> **The exercise**: Revise all of the material below so that each "innermost point" becomes "central point", with everything else kept the same. Leave the pictures out of your answer.

> **Dataset excerpts**:
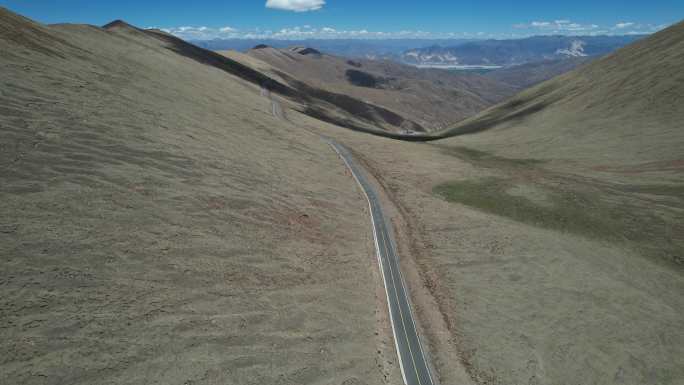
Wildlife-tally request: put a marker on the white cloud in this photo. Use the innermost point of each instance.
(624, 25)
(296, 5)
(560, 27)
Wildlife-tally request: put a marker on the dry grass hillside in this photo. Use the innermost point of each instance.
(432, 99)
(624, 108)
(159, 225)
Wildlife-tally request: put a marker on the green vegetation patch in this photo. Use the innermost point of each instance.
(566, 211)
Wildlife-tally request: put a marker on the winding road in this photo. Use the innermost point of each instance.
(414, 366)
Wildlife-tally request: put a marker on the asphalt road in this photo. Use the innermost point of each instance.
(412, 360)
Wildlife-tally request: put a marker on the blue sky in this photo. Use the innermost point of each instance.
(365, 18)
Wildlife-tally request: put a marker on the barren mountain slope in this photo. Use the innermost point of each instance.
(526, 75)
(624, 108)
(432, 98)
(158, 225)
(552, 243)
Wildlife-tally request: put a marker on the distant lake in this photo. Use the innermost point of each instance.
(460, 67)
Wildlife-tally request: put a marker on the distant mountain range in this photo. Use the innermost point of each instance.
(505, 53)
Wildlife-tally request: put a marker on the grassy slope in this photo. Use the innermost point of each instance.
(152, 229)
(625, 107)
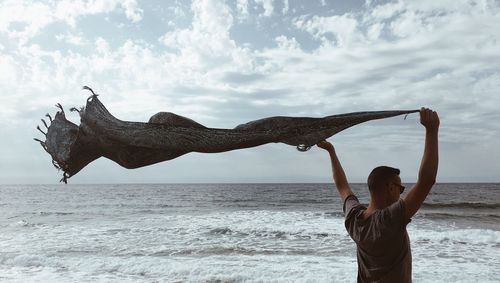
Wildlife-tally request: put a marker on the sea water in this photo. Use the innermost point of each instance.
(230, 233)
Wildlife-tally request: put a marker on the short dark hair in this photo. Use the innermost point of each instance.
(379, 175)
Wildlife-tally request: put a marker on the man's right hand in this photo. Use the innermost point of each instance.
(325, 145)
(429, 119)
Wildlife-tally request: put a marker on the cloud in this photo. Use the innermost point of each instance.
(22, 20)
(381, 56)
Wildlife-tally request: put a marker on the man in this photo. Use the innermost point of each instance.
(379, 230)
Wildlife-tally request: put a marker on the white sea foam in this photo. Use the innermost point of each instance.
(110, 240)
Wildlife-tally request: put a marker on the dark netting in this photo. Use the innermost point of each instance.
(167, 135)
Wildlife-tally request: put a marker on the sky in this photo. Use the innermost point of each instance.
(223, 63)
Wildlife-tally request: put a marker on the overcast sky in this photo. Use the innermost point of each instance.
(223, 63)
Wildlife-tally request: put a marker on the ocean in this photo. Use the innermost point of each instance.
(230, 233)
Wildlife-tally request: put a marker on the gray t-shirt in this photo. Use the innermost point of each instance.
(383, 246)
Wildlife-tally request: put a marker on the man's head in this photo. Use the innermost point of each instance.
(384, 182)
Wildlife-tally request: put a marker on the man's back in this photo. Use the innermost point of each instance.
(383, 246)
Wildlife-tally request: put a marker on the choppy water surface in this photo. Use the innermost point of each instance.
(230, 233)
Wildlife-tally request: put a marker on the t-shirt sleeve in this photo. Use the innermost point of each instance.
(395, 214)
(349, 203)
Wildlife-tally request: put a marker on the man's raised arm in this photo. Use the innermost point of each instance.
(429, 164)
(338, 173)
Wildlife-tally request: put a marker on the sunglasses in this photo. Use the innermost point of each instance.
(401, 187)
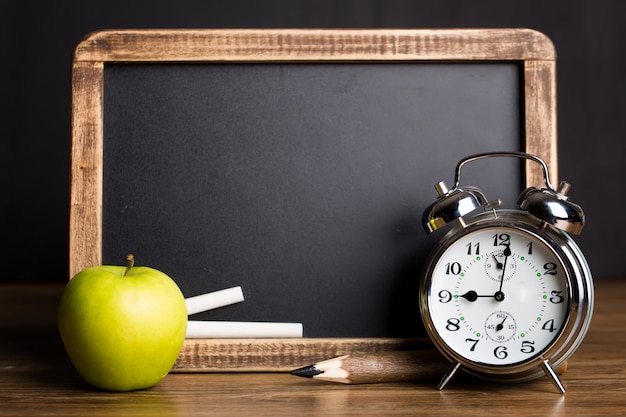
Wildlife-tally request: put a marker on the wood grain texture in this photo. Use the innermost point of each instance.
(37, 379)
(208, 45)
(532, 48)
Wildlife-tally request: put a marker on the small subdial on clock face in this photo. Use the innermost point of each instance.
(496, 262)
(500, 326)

> **Task output**:
Wildlife-tally request: put a marker on the white cloud in this photo. Use the central point of each instance.
(624, 25)
(296, 5)
(560, 27)
Wildlife-tally request: put a marker on the dry grass hillside in this photo. Use the central point of each instance.
(432, 99)
(624, 108)
(159, 225)
Wildlife-tally request: put a marker on the green vegetation patch in this photo. Use the central point of each instance.
(566, 211)
Wildlife-tally request: put a marker on the winding road in this photo. Use the central point of each instance.
(414, 366)
Wildlife-tally request: put a marker on the asphalt road in this photo. Use the central point of each instance.
(412, 360)
Wildlife-tally request: put a marker on the blue sky in this photo. Use the central point of each instance.
(365, 18)
Wildlife-tally request: put a marker on the barren mountain slope in this photo. Use the central point of each instance.
(526, 75)
(624, 108)
(432, 98)
(158, 225)
(552, 243)
Wildlife-tally request: put a marker on the distant lake in this photo. Use the central point of each instance.
(460, 67)
Wildlife-tally request: put a marker on the distant mountain range in this photo. Use the central point of each instance.
(505, 53)
Wildlife-tally request: put a marker on the grassy slope in this photo. Use the central point of each instance.
(152, 229)
(625, 107)
Wildlife-tally request: put a marker on the sea water in this photo. Use the central point of each instance.
(230, 233)
Wildlife-tally request: put a marker on the short dark hair in this photo. Use the central point of each instance.
(379, 175)
Wildlife-tally request: put a marker on the man's right hand in this photo. Use the central point of each instance.
(325, 145)
(429, 119)
Wildlife-tally request: put a marker on the cloud in this photo. Use the central point of each instance.
(22, 20)
(381, 56)
Wildlife-tally request: put a marker on the man in this photo. Use the central point of each instance.
(379, 230)
Wildlife-tally request: put a marker on the white sea foam in this photo. Use the central point of each instance.
(110, 240)
Wildlife-tally request: put a marker on the dark netting in this photo. Use the central point of each instance.
(167, 135)
Wildlife-tally request: put a marker on the sky in this photo. Use the central point of each instance.
(223, 63)
Wildlife-tally request: put a marker on the overcast sky in this photo. Use the central point of each instance.
(223, 63)
Wildlife-tally request: put a marker on the ocean in this photo. Use the central point of each instance.
(230, 233)
Wildlife-tally request: put a marker on the gray t-shirt in this photo. Use the central point of each instance.
(383, 246)
Wildlife-tally request: put a marker on the man's head in this photo. Use the central point of each instance.
(384, 182)
Wildlife-tally request: put a marker on the man's back in this photo. Use the central point of each instance.
(383, 246)
Wildlife-tally request: put a marker on the choppy water surface in this photo. Use the central point of each instance.
(230, 233)
Wildlife-tally request: put a marker on the t-shirt sleeve in this photo. Use the central point of each instance.
(395, 214)
(349, 203)
Wildlife-tally request: put a marker on the man's raised arm in this photo. Use the central point of each instance.
(429, 164)
(338, 173)
Wildlife-tally request: put a marker on the sunglasses in this photo. Use the central point of each instance.
(401, 187)
Wildlife-tally request: put a marker on the wood grain texture in this photo. Use the central point of each instance.
(37, 379)
(208, 45)
(532, 48)
Wildlife-tally request: put a marker on the small subdial on clock face in this photo. Use the central point of each instance.
(496, 262)
(500, 326)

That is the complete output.